═════ Trecho da página ═════

Dito isso, a declaração é mais um capítulo do mimimi que ele usa para animar a tropa e distrair o resto do que realmente importa. 

Bolsonaro não assume responsabilidades. Eles as terceira... 

O senador Flávio Bolsonaro (Republicanos), seu primogênito, é alvo de denúncia por desvio de recursos públicos, lavagem de dinheiro e organização criminosa? Invenção da imprensa maldita. O Brasil contar 200 mil mortos na pandemia? Culpa de governadores e prefeitos. Desmatamento na Amazônia? Mentira de nações estrangeiras, de indígenas e, claro, de Leonardo DiCaprio. A narrativa construída por Bolsonaro, seus filhos e aliados é de que, apesar das evidências, eles não têm responsabilidade por nenhum dos seus atos. Sim, parece brincadeira, mas somos governados por inimputáveis.  

Bolsonaro tem um projeto sólido de governo: o da própria reeleição.

═════

Tarefa 1 —
Cite literalmente o texto sobre Bolsonaro, começando nas palavras "Dito isso, a" e parando depois de "Eles as terceira...".
Tarefa 2 —
No texto sobre Bolsonaro, a quem é atribuída a culpa pelos 200 mil mortos na pandemia?
Os itens abaixo não são necessários.

═════ Trechos de dados ═════

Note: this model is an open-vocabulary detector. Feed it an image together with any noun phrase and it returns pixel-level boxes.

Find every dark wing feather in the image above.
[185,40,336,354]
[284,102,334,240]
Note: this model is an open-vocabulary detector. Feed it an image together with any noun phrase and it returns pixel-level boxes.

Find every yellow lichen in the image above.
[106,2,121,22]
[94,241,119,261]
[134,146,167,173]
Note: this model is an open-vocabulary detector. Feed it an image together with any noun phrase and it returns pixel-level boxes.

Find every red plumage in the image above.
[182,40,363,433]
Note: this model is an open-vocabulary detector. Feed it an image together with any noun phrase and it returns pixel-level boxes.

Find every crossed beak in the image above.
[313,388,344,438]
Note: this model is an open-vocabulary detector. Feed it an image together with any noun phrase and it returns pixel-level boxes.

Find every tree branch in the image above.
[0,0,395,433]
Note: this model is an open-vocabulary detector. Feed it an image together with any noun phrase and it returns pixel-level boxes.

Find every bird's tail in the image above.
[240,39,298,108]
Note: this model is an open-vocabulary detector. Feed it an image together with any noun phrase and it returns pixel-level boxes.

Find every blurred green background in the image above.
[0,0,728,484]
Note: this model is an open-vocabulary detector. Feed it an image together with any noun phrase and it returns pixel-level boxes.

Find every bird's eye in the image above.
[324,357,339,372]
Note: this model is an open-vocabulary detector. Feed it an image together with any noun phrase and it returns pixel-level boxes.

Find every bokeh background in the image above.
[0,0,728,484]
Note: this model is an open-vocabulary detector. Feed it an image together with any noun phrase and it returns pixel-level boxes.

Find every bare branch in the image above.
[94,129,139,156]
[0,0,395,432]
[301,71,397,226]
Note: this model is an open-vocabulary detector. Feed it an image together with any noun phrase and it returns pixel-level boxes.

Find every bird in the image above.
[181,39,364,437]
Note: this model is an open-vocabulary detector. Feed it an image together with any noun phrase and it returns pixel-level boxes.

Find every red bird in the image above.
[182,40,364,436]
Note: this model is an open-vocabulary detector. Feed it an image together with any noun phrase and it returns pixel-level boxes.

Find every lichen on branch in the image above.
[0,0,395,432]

═════

Resposta 1 —
Dito isso, a declaração é mais um capítulo do mimimi que ele usa para animar a tropa e distrair o resto do que realmente importa. 

Bolsonaro não assume responsabilidades. Eles as terceira...

Resposta 2 —
A governadores e prefeitos.